* begin ARTICLE *

Steel and steel pipe are the primary raw materials used by our Construction Services and Repair & Maintenance Services segments. Supplies of these materials are available throughout the United States. We do not anticipate being unable to obtain adequate amounts of these materials in the foreseeable future. However, the availability and pricing of these materials could change significantly due to various factors, including producer capacity, the level of foreign imports, demand for the materials, the imposition or removal of tariffs on imported steel and other market conditions. We mitigate these risks by including standard language in our contracts, which passes the risk of increases in steel prices or unavailability of steel on to our customers.

 

Other

 

There have been no material changes in market risk faced by us from those reported in our 2004 Annual Report on Form 10-K filed with the Securities Exchange Commission. For more information on market risk, see Part II, Item 7A in our 2004 Annual Report on Form 10-K.

* end ARTICLE *

■ GOALS:
1. Reproduce the stretch of the excerpt from "Steel and steel" through "to our customers.".
2. Summarize the excerpt in two sentences.

* begin EXCERPTED RECORDS *

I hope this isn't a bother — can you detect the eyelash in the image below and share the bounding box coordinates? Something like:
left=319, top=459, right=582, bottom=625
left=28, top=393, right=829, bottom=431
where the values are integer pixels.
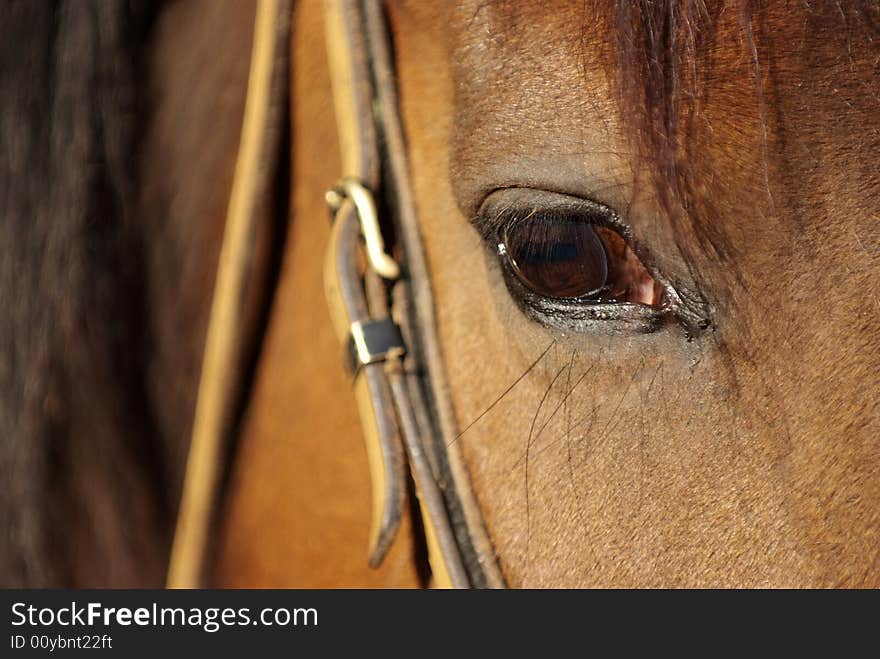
left=475, top=191, right=672, bottom=332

* end EXCERPTED RECORDS *

■ OUTPUTS:
1.
Steel and steel pipe are the primary raw materials used by our Construction Services and Repair & Maintenance Services segments. Supplies of these materials are available throughout the United States. We do not anticipate being unable to obtain adequate amounts of these materials in the foreseeable future. However, the availability and pricing of these materials could change significantly due to various factors, including producer capacity, the level of foreign imports, demand for the materials, the imposition or removal of tariffs on imported steel and other market conditions. We mitigate these risks by including standard language in our contracts, which passes the risk of increases in steel prices or unavailability of steel on to our customers.

2. Steel and steel pipe are the main raw materials for the Construction Services and Repair & Maintenance Services segments and are available throughout the United States. Their availability and pricing could change with producer capacity, imports, demand, tariffs and other market conditions, but standard contract language passes the risk of steel price increases or unavailability to customers, and market risk has not changed materially since the 2004 Annual Report on Form 10-K.